Exercise:
In the entries below, find each line with the word "tree" and pull it out.

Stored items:
____

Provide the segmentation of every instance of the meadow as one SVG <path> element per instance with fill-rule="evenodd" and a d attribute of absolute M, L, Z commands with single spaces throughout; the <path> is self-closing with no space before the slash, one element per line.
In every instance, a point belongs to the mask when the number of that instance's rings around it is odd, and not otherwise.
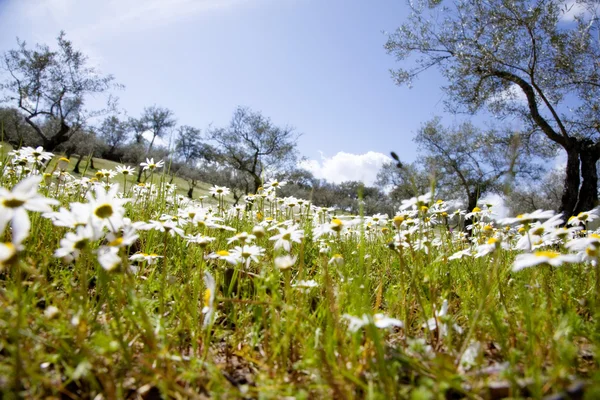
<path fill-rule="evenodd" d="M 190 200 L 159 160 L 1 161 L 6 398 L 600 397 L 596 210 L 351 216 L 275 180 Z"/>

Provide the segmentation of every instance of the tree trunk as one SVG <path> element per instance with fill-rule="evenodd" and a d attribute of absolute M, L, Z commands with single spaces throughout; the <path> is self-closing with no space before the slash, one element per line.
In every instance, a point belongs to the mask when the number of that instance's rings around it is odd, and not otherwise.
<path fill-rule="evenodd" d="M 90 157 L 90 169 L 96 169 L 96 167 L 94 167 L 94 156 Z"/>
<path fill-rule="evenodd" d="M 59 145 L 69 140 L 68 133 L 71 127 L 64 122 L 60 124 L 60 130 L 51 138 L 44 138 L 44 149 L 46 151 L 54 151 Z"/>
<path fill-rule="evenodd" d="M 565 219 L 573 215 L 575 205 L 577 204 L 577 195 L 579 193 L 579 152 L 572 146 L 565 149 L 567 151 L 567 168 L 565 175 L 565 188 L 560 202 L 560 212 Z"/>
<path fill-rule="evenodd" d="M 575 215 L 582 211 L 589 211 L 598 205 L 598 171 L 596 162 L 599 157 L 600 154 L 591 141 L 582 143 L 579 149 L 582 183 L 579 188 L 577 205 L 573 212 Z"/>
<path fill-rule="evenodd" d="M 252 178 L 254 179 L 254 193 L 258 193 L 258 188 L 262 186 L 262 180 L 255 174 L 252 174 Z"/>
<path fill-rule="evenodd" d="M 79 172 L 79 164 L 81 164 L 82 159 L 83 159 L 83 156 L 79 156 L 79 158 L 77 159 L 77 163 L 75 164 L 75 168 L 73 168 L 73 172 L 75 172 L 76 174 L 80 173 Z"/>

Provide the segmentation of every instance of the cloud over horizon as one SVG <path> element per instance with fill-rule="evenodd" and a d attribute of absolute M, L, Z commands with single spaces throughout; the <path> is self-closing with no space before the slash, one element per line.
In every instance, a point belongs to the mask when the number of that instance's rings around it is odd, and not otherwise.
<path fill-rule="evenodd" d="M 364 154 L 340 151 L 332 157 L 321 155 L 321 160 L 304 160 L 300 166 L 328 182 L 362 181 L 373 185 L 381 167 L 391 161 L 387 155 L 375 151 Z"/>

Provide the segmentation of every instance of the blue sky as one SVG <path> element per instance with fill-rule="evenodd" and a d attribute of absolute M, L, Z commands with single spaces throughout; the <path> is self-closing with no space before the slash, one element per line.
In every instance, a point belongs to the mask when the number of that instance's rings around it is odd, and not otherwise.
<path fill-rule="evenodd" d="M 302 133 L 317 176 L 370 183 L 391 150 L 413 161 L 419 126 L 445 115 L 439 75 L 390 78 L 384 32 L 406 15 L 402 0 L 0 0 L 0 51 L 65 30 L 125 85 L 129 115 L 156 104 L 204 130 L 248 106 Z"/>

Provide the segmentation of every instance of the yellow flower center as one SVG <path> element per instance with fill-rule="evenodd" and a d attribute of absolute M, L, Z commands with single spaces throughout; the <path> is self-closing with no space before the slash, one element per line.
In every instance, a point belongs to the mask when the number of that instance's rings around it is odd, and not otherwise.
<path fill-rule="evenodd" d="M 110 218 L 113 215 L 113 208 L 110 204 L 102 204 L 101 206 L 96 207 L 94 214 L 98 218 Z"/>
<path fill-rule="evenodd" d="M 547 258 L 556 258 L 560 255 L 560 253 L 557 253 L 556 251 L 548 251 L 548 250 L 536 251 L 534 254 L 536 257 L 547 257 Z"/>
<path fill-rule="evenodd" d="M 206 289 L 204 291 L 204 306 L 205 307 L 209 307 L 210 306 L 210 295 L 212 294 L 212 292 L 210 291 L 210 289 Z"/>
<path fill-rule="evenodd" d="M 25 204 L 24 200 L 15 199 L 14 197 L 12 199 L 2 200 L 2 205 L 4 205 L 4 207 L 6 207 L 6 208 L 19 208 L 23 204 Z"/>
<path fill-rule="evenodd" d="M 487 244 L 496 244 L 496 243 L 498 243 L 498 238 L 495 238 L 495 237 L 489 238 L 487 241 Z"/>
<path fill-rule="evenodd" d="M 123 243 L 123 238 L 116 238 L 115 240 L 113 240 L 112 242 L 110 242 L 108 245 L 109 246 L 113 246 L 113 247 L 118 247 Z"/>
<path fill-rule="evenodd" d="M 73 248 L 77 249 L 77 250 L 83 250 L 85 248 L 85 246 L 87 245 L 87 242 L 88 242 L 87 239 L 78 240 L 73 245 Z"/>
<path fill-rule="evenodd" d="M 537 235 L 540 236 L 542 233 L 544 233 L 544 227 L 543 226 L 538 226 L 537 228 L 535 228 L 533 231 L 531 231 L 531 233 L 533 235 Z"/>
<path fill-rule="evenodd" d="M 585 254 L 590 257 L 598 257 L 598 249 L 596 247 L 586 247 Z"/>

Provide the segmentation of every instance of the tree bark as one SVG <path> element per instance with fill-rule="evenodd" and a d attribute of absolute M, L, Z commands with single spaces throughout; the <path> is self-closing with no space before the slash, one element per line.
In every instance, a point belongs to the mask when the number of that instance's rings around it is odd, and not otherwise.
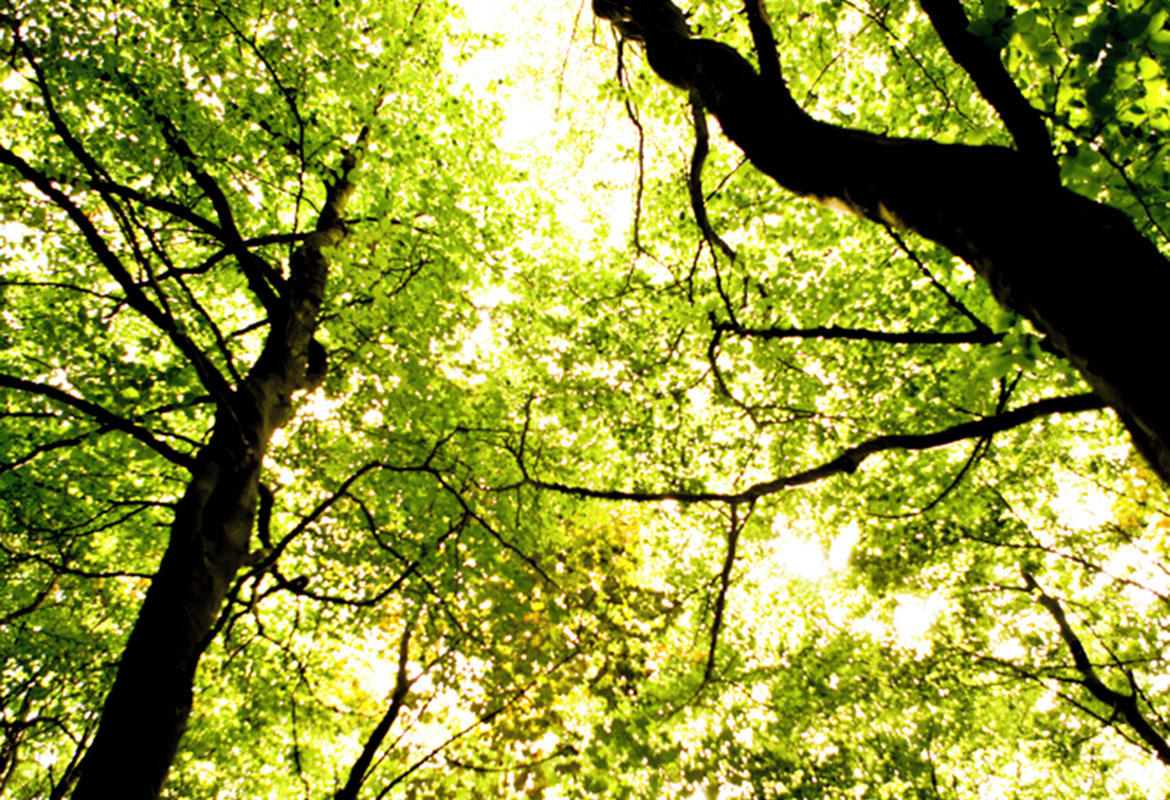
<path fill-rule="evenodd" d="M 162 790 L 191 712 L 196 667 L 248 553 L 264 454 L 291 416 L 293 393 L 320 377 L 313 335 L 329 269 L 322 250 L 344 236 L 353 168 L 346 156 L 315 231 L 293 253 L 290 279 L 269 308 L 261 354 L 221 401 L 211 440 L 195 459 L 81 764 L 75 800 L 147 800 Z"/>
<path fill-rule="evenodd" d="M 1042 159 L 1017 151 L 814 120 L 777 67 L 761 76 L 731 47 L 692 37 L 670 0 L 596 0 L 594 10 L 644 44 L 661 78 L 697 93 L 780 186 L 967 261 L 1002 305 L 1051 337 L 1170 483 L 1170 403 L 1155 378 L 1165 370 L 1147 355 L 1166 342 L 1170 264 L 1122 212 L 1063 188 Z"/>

____

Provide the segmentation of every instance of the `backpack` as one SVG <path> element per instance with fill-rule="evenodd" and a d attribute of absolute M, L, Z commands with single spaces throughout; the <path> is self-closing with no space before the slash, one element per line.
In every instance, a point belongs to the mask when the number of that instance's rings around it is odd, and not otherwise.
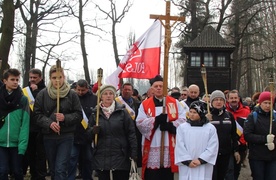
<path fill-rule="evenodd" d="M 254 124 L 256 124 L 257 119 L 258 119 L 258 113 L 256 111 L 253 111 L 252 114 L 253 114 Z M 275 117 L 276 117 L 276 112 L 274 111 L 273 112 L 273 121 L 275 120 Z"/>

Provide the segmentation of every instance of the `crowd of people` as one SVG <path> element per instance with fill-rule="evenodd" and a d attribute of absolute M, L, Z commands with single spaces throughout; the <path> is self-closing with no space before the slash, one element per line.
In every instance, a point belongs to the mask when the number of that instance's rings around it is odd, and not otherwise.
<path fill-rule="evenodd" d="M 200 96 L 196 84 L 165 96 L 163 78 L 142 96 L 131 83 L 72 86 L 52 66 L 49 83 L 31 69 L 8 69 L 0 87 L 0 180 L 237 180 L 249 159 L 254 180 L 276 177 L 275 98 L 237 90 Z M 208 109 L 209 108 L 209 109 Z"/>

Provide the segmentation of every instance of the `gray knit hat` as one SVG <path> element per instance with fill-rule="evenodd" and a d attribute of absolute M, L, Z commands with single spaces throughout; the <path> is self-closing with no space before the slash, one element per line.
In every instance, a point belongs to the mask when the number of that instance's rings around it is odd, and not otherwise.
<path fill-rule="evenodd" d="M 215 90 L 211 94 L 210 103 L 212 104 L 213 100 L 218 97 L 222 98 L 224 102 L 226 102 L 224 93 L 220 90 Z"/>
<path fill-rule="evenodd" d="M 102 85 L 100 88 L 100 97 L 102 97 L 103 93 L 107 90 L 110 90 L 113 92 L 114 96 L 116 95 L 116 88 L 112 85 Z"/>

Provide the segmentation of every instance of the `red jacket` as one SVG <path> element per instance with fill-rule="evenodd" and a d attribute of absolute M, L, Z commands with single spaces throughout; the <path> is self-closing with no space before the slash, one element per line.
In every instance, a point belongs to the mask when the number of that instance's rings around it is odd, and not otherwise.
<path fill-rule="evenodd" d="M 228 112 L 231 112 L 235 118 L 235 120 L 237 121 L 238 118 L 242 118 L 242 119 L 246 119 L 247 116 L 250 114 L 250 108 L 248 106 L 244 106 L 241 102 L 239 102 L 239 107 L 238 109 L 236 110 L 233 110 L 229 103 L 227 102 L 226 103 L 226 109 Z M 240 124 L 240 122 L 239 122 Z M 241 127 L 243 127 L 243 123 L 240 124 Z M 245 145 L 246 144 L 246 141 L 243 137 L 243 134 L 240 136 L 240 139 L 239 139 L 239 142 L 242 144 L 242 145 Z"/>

____

Completed task:
Provide the segmentation of every instance of the tree trunk as one SVG <path> element per instance with fill-rule="evenodd" and a d attribute of absolute M, L, Z commands with single spaces throughout; the <path> is self-closing with no space before the slash, one element per line.
Provide the segmentation of every instance of the tree bark as one SVG <path> element per instance with fill-rule="evenodd" and a d attribute of absolute M, L, Z commands with single spaces throughout; the <path> is self-closing with no space before the slash, one element per line.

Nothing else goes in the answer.